**TEXT PASSAGE**
■ ■ ■ ■ ■
Kerberos is a network authentication system that allows clients and servers to authenticate to each other by using symmetric encryption and a trusted third party, the Kerberos Key Distribution Centre (KDC).

13.1. Setting up AMQ Streams to use Kerberos (GSSAPI) authentication

This procedure shows how to configure AMQ Streams so that Kafka clients can access Kafka and ZooKeeper using Kerberos (GSSAPI) authentication.

The procedure assumes that a Kerberos krb5 resource server has been set up on a Red Hat Enterprise Linux host.

The procedure shows, with examples, how to configure:

  1. Service principals
  2. Kafka brokers to use the Kerberos login
  3. ZooKeeper to use Kerberos login
  4. Producer and consumer clients to access Kafka using Kerberos authentication

The instructions describe Kerberos set up for a single ZooKeeper and Kafka installation on a single host, with additional configuration for a producer and consumer client.

Prerequisites

To be able to configure Kafka and ZooKeeper to authenticate and authorize Kerberos credentials, you will need:

  • Access to a Kerberos server
  • A Kerberos client on each Kafka broker host

For more information on the steps to set up a Kerberos server, and clients on broker hosts, see the example Kerberos on RHEL set up configuration.

Add service principals for authentication

From your Kerberos server, create service principals (users) for ZooKeeper, Kafka brokers, and Kafka producer and consumer clients.

Service principals must take the form SERVICE-NAME/FULLY-QUALIFIED-HOST-NAME@DOMAIN-REALM.

  1. Create the service principals, and keytabs that store the principal keys, through the Kerberos KDC.
■ ■ ■ ■ ■
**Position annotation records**
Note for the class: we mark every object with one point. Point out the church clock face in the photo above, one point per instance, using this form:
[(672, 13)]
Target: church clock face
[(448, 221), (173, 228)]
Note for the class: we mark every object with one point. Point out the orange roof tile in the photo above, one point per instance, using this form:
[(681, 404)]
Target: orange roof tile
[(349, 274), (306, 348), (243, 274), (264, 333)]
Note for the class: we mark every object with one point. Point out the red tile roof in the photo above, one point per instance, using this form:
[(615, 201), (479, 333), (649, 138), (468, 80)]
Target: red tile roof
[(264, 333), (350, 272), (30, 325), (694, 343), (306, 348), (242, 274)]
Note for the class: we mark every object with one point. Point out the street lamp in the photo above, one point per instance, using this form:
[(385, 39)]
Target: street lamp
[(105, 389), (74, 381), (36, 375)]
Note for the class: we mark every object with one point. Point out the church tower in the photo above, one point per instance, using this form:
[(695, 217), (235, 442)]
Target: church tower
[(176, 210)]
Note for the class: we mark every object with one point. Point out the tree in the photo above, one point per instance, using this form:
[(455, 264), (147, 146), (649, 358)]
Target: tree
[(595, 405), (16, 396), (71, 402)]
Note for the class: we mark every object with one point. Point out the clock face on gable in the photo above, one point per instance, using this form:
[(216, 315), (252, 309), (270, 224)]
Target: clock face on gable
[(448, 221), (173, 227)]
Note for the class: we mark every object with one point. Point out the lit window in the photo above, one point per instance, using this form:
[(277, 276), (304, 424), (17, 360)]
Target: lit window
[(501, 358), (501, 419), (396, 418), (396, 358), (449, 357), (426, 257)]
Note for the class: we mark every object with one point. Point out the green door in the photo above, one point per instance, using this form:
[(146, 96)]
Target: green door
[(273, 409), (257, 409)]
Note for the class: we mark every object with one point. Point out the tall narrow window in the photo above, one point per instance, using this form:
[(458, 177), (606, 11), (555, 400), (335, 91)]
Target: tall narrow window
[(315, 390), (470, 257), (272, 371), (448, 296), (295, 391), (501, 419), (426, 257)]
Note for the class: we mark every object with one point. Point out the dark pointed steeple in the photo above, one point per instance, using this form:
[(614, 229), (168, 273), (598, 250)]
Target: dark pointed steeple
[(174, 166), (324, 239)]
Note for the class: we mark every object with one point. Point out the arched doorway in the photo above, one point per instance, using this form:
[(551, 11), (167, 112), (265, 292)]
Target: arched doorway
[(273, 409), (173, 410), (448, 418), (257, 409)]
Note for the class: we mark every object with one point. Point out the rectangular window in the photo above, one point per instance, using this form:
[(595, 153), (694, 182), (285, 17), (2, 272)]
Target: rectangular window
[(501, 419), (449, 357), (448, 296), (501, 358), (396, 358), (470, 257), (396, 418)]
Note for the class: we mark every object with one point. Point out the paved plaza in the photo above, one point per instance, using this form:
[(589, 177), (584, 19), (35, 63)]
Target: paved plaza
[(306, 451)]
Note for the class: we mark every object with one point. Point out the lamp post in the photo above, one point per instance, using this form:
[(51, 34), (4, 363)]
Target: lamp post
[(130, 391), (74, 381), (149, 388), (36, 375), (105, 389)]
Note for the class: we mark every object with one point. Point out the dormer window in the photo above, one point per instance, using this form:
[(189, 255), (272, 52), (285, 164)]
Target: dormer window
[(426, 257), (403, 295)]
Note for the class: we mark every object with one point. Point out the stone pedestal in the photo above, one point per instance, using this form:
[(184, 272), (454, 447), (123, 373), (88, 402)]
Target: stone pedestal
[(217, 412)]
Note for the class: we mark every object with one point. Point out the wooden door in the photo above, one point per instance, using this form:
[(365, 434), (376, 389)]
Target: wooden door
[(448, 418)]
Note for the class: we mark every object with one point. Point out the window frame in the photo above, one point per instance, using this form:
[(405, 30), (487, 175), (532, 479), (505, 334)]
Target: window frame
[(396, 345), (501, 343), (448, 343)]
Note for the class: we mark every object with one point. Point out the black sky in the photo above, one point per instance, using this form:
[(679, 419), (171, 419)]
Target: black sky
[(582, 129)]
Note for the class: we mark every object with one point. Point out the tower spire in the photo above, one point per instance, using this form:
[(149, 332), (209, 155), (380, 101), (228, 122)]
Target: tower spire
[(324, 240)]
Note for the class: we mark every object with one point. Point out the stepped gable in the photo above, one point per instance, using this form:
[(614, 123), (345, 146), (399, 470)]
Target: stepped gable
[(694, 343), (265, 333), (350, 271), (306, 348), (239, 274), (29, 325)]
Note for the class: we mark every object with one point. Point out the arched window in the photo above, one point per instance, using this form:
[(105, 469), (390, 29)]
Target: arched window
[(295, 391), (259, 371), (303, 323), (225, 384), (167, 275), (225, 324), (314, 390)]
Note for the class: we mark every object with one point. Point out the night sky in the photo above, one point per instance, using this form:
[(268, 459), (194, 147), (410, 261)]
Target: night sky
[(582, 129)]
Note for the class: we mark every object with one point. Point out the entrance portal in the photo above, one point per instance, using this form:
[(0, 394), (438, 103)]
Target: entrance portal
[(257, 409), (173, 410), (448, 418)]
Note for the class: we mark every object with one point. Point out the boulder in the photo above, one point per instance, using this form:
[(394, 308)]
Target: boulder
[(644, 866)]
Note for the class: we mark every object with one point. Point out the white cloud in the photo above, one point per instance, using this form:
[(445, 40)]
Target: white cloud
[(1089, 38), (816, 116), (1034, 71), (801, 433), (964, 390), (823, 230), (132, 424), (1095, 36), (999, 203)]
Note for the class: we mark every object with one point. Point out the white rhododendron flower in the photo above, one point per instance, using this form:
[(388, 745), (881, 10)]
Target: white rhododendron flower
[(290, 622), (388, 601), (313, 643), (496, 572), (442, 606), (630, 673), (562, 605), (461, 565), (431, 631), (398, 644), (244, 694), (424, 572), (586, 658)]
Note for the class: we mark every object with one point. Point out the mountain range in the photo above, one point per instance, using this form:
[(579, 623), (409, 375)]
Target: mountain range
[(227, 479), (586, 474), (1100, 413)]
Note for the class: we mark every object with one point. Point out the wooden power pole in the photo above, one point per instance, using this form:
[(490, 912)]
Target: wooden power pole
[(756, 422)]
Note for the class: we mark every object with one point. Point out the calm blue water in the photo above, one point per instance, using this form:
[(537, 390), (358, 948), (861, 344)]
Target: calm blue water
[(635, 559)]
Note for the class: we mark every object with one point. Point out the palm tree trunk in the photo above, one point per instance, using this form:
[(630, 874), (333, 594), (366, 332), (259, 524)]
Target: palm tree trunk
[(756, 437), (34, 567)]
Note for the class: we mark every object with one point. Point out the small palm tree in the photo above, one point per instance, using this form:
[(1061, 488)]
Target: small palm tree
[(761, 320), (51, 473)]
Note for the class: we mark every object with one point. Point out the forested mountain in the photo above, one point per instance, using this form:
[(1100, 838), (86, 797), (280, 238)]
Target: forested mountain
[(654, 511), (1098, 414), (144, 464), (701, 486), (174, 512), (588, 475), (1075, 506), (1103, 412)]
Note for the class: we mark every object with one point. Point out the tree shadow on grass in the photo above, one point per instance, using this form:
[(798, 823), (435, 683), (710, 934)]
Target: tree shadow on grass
■ ■ ■ ■ ■
Write the next part of the AMQ Streams Kerberos setup procedure above, continuing after its final step.

    For example:

    • zookeeper/node1.example.redhat.com@EXAMPLE.REDHAT.COM
    • kafka/node1.example.redhat.com@EXAMPLE.REDHAT.COM
    • producer1/node1.example.redhat.com@EXAMPLE.REDHAT.COM
    • consumer1/node1.example.redhat.com@EXAMPLE.REDHAT.COM

      The ZooKeeper service principal must have the same hostname as the zookeeper.connect configuration in the Kafka config/server.properties file:

      zookeeper.connect=node1.example.redhat.com:2181

      If the hostname is not the same, localhost is used and authentication will fail.

  2. Create a directory on the host and add the keytab files:

    For example:

    /opt/kafka/krb5/zookeeper-node1.keytab
    /opt/kafka/krb5/kafka-node1.keytab
    /opt/kafka/krb5/kafka-producer1.keytab
    /opt/kafka/krb5/kafka-consumer1.keytab
  3. Ensure the kafka user can access the directory:

    chown kafka:kafka -R /opt/kafka/krb5

Configure ZooKeeper to use a Kerberos Login

Configure ZooKeeper to use the Kerberos Key Distribution Center (KDC) for authentication using the user principals and keytabs previously created for zookeeper.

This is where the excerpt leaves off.